- WORK ORDER -
Copy all of the records word for word.

- GIVEN ENTRIES -
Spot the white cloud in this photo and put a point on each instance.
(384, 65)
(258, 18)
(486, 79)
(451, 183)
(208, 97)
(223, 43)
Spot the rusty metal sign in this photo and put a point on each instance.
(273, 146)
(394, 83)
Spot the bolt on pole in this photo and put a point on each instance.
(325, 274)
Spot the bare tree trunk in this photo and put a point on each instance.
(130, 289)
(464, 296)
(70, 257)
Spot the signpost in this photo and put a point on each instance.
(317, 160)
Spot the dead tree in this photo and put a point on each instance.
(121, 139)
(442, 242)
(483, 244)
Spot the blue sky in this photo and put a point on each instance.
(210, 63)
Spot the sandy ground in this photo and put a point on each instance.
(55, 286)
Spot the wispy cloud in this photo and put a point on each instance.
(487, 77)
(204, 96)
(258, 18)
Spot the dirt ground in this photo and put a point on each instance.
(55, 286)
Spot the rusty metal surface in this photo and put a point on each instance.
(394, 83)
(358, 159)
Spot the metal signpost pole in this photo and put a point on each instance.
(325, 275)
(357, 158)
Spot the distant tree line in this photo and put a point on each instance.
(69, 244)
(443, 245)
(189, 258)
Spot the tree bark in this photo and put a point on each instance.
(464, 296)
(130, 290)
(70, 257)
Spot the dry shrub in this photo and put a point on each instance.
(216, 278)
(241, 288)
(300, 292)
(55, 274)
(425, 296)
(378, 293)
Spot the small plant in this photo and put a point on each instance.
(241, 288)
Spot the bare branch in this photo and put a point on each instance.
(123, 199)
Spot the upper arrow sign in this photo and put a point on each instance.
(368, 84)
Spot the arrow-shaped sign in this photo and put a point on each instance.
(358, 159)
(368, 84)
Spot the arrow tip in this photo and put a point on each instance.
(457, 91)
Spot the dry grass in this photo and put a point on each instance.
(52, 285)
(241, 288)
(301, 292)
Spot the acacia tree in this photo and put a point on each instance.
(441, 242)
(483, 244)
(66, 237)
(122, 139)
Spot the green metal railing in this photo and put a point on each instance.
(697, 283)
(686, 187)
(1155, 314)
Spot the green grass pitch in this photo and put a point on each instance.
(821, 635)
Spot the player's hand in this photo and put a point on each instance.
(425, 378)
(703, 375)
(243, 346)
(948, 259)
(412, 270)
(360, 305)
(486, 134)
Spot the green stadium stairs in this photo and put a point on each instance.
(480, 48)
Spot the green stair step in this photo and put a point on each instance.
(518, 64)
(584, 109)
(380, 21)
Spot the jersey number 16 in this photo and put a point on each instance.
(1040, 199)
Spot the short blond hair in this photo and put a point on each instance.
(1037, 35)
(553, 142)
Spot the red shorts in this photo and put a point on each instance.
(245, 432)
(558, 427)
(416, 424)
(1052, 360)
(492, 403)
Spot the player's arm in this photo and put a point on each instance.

- WRITTEN SOLUTION -
Spot the white cloud in this photo and put a point on each instance.
(384, 65)
(258, 18)
(486, 79)
(451, 183)
(208, 97)
(223, 43)
Spot the rusty metal sign in this photo and put a point on each instance.
(273, 146)
(394, 83)
Spot the bolt on pole in this photo and put a point on each instance.
(325, 274)
Spot the bare tree trunk in this photo and put a point on each instance.
(130, 289)
(464, 296)
(70, 257)
Spot the signpost in this photo and put a point on each instance.
(317, 160)
Spot the dead tree in this photo and put a point on each instance.
(121, 139)
(442, 242)
(483, 244)
Spot the blue sky in this photo and put a point on each instance.
(210, 63)
Spot the sandy ground in this photo and put a point on each instance.
(55, 286)
Spot the wispy cloud in this photo and put a point on each instance.
(487, 77)
(204, 96)
(258, 18)
Spot the dirt ground in this photo and put a point on each instance.
(55, 286)
Spot the rusty metal surface in this photo and put a point on each instance.
(394, 83)
(358, 159)
Spot the metal signpost pole in this photo and put a point on each instance.
(325, 275)
(357, 158)
Spot the distant tree line in this photo and put a point on each instance.
(69, 244)
(443, 245)
(189, 258)
Spot the tree bark in this photo and put a point on each instance.
(464, 296)
(130, 290)
(70, 257)
Spot the dry shrub in this photo and put a point on each instance.
(216, 278)
(241, 288)
(300, 292)
(55, 274)
(425, 296)
(378, 293)
Spot the small plant in this photo and put a point on each instance.
(241, 288)
Spot the bare branch in this photo and put a point on each instance.
(123, 199)
Spot the upper arrow sign in this photo and put a point on each instance.
(368, 84)
Spot the arrow-shaped sign in this photo and put a point on each instance.
(358, 159)
(368, 84)
Spot the arrow tip in this photo and put a point on each instance.
(457, 91)
Spot the dry grass in this photo and put a point on each instance.
(52, 285)
(241, 288)
(301, 292)
Spot the acacia tree in this photo and put a point on each instance.
(441, 242)
(483, 244)
(66, 237)
(122, 139)
Spot the green metal railing in this photo and put a point on each instance.
(697, 283)
(686, 187)
(1155, 314)
Spot the green grass pitch in this photo and put a point on each instance.
(821, 635)
Spot the player's hand in this photo and put a point on each instance.
(425, 378)
(703, 375)
(243, 346)
(948, 259)
(412, 270)
(360, 305)
(486, 134)
Spot the green stadium stairs in this photo and put a point on each instance.
(480, 48)
Spot the green stair step in this photo and put a point on each instance.
(518, 64)
(584, 109)
(380, 21)
Spot the jersey number 16 in this photo and put a point on each instance.
(1040, 199)
Spot the short blond hair in this photo and put a point on each instance.
(1037, 35)
(553, 142)
Spot the red shorts in this photo and put a point on each instance.
(245, 432)
(558, 427)
(416, 424)
(1052, 360)
(492, 403)
Spot the player's arm in this photo and put a point on each instance.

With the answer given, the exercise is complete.